#### Dataset content:
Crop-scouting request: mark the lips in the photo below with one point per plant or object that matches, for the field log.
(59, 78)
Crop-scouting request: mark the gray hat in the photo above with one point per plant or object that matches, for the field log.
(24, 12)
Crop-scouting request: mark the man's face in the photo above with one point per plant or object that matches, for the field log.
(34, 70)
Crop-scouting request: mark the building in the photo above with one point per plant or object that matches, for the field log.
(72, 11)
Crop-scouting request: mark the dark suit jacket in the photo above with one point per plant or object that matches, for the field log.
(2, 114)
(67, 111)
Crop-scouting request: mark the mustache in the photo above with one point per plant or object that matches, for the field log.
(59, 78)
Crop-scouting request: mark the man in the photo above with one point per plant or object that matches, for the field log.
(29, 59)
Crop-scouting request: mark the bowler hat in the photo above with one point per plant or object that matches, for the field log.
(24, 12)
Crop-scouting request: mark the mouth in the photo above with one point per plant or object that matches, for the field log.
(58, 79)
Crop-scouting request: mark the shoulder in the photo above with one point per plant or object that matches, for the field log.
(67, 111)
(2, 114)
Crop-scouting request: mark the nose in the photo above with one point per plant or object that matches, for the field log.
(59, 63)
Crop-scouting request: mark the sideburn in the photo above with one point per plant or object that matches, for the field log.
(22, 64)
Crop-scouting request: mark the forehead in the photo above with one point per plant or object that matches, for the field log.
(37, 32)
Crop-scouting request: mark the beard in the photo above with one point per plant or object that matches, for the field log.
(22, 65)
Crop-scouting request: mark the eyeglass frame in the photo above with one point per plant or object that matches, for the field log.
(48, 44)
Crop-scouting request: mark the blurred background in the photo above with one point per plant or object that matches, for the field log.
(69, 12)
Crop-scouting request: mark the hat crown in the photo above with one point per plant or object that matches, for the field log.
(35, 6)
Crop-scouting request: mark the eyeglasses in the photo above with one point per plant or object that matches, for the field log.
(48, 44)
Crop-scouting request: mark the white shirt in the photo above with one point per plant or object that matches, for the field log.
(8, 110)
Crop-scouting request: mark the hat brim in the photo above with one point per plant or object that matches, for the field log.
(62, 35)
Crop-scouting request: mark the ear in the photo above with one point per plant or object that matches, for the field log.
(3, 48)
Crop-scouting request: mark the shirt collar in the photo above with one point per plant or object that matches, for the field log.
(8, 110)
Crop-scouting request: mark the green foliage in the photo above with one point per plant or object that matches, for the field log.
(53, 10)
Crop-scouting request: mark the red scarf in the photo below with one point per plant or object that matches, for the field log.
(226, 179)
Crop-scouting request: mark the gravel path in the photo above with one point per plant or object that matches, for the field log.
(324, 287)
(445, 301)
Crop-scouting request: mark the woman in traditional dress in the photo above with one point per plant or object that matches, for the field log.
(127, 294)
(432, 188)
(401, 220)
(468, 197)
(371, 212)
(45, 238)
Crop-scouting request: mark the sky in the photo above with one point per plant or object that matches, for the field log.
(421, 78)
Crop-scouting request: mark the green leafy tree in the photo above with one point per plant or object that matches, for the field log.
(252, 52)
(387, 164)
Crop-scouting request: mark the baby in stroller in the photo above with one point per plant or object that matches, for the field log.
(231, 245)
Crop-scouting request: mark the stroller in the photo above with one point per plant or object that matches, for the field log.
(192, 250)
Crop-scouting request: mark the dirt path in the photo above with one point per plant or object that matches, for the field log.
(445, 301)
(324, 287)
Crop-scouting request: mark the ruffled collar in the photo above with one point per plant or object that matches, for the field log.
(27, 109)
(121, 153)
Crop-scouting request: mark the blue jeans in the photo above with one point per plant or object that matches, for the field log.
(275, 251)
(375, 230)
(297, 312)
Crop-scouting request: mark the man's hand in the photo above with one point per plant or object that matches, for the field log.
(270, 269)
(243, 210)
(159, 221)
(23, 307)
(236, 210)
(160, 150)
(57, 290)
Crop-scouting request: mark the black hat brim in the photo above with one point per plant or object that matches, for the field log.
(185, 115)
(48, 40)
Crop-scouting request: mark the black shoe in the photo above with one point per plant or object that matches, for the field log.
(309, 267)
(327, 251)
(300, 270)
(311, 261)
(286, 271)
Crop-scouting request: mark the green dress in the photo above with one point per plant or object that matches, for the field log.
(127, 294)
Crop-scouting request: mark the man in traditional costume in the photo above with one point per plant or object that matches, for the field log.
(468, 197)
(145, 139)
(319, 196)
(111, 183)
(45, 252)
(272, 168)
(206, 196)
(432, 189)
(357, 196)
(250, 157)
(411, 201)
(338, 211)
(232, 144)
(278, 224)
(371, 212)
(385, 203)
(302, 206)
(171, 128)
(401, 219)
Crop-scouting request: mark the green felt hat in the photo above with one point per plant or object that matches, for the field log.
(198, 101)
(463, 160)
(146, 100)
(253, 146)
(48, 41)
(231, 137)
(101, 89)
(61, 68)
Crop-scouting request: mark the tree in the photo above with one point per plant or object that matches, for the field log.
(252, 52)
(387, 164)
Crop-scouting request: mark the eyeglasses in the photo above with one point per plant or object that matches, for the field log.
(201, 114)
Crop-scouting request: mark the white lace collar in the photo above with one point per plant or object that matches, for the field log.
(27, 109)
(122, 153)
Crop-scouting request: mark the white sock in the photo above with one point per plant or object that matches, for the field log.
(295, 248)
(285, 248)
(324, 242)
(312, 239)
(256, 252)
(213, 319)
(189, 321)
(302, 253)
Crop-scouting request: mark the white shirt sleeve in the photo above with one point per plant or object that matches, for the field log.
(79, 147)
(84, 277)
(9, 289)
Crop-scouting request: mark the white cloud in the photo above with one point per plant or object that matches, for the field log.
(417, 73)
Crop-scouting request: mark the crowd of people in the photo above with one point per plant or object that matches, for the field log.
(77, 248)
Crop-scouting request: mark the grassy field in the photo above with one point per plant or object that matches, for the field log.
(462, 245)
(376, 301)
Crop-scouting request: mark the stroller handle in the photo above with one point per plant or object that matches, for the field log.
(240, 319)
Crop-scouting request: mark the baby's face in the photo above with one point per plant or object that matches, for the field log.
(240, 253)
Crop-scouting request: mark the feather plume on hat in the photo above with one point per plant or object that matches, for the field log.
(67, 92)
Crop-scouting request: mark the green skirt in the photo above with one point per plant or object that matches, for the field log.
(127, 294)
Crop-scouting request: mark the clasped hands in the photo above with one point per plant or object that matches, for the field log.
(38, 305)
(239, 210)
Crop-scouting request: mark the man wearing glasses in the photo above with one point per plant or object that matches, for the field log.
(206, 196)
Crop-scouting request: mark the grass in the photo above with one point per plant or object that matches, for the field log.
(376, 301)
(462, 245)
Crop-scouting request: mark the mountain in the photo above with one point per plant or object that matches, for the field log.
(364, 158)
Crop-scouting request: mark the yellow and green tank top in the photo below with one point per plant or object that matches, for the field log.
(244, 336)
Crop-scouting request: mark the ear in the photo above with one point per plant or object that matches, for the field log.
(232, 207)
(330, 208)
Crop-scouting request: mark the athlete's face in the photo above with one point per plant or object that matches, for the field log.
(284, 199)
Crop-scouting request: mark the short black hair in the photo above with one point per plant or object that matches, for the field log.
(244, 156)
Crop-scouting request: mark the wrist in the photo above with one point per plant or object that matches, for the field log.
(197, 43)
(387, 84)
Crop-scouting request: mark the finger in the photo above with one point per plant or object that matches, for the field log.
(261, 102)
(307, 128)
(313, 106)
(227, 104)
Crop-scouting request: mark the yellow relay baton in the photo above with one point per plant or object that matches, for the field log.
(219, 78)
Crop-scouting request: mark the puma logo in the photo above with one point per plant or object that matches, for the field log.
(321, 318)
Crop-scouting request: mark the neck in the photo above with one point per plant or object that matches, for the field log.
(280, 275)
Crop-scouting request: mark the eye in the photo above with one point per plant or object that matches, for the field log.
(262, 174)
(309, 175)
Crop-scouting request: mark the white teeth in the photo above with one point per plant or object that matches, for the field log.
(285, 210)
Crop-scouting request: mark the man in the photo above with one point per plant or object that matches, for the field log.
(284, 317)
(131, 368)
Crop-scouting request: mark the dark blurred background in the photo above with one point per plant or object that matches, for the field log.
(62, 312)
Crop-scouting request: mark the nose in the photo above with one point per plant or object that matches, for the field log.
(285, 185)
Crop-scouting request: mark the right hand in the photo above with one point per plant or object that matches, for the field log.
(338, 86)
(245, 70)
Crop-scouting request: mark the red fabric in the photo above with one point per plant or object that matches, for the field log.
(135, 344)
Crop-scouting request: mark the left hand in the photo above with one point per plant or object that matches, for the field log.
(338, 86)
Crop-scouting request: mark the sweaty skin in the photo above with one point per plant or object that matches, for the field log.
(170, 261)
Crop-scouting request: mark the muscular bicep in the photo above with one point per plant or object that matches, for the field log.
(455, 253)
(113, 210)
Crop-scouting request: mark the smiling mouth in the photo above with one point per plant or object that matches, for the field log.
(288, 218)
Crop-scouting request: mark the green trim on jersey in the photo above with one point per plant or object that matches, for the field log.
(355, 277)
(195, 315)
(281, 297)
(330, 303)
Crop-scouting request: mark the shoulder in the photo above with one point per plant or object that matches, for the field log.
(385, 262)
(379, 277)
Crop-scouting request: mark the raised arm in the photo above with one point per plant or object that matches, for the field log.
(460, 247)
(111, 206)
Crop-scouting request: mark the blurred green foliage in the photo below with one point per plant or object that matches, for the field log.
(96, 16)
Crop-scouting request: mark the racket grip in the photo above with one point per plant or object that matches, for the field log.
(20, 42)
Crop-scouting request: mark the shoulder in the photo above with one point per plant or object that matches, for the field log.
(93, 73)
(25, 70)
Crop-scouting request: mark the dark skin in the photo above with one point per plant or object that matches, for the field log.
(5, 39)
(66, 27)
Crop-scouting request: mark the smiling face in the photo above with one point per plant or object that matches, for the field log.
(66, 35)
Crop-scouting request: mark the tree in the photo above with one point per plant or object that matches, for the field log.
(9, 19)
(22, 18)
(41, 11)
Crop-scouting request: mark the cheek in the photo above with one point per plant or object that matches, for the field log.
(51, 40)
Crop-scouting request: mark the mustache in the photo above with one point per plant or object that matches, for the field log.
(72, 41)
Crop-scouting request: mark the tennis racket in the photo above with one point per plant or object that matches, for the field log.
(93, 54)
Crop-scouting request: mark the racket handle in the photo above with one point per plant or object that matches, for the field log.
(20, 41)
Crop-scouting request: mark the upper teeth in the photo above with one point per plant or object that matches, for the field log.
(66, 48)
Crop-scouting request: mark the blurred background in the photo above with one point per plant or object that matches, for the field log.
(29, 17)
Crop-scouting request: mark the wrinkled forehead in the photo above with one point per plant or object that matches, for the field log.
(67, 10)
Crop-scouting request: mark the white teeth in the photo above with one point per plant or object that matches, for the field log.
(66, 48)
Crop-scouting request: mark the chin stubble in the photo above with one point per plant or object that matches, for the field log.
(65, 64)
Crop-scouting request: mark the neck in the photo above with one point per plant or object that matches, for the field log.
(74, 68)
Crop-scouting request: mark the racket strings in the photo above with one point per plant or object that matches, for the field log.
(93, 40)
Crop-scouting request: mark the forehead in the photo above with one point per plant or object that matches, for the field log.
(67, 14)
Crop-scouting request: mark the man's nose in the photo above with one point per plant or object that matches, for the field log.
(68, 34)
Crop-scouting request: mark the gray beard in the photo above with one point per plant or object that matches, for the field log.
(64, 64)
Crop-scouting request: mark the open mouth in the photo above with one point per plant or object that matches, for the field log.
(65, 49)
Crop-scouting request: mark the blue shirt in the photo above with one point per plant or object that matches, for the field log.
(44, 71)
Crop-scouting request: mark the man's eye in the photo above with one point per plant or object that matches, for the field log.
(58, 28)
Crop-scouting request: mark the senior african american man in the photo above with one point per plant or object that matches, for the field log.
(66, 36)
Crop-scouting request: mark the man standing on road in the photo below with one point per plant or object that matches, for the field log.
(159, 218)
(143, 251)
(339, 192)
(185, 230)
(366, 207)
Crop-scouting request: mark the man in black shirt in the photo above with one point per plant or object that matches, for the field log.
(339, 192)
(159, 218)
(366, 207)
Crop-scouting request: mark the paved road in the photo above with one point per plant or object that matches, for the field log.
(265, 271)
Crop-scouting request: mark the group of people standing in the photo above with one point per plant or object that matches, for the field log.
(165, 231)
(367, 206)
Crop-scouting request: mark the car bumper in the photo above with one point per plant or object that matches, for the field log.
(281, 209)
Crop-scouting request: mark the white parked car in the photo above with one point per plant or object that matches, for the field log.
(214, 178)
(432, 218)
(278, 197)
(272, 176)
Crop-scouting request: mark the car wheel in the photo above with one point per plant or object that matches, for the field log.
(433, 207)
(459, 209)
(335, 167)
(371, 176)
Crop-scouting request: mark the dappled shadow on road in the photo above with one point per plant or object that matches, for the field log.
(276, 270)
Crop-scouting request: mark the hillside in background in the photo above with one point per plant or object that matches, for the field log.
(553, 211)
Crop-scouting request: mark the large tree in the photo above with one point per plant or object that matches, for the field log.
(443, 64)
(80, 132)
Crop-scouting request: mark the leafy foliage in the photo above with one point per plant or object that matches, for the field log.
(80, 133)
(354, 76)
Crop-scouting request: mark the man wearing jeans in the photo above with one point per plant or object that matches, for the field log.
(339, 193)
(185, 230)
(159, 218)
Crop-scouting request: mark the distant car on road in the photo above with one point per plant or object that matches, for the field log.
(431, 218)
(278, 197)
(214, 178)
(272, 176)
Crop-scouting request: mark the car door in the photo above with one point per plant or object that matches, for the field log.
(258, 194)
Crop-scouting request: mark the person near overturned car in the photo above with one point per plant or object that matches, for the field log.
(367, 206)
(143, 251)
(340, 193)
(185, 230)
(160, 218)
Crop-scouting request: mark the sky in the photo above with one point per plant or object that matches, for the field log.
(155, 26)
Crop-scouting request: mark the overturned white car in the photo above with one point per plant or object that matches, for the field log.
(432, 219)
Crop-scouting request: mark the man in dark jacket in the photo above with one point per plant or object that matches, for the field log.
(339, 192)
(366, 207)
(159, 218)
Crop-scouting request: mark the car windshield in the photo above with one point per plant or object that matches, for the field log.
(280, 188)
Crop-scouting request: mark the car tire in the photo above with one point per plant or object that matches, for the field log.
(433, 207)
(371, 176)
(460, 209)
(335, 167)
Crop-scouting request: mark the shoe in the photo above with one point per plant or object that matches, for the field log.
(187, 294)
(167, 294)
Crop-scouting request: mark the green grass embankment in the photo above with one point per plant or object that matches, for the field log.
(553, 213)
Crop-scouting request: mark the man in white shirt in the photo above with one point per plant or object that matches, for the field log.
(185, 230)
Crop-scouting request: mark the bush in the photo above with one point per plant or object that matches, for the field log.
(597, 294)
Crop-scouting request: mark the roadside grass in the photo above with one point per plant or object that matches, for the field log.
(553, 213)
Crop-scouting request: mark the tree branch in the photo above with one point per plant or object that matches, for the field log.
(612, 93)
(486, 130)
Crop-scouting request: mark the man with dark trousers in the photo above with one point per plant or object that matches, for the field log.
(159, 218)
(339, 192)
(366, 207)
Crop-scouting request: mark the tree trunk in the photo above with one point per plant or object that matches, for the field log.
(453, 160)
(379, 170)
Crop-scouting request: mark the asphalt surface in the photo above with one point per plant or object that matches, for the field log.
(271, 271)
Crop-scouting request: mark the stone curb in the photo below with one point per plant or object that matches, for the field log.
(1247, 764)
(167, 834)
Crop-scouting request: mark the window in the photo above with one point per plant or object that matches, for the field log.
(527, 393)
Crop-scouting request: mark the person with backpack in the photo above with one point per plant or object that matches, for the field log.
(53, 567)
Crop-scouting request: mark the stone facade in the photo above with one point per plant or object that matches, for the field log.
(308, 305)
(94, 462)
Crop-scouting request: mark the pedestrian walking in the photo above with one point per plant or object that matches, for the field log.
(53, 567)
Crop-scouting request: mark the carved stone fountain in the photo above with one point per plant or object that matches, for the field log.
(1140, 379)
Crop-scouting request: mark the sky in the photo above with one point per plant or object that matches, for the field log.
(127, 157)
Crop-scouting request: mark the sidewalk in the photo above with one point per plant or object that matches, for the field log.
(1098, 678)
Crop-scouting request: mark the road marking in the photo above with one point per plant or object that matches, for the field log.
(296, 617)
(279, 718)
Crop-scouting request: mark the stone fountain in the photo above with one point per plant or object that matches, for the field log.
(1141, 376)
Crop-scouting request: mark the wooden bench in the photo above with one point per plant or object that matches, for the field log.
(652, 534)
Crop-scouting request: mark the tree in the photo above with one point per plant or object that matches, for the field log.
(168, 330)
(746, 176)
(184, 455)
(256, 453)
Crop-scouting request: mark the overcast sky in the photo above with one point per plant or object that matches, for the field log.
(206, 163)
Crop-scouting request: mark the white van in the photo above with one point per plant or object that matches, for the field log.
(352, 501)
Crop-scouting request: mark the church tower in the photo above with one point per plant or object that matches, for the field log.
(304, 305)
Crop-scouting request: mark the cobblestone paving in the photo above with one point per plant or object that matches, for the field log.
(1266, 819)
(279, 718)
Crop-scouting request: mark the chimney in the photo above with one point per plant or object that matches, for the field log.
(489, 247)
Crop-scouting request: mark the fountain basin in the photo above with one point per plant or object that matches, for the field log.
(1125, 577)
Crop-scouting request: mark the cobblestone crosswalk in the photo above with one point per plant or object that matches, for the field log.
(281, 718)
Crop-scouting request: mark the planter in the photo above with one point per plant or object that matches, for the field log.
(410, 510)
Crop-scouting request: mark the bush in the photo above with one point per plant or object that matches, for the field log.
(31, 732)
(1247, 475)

#### Task description:
Exactly repeat the lines from the line that contains "Crop-scouting request: mark the church" to the end of the entries, both included, and leave out all other lines.

#### In response:
Crop-scouting request: mark the church tower in the photo above with one point per plant or object that matches, for the field log.
(304, 305)
Crop-scouting request: mark the cobblestone paving in the photo above with one point per plant or object that matches, for the field log.
(1266, 819)
(279, 718)
Crop-scouting request: mark the chimney in the photo above with one point per plant or object that matches, for the field log.
(489, 247)
Crop-scouting request: mark the fountain basin in the photo above with one point per plant or object that matches, for the field log.
(1125, 577)
Crop-scouting request: mark the cobblestone crosswalk in the photo above with one point per plant or object that matches, for the field log.
(281, 718)
Crop-scouting request: mark the planter in the photo above with one point per plant or object that matches, for the field log.
(410, 510)
Crop-scouting request: mark the bush in the photo above with one point per plant or object that matches, for the field log.
(31, 732)
(1247, 475)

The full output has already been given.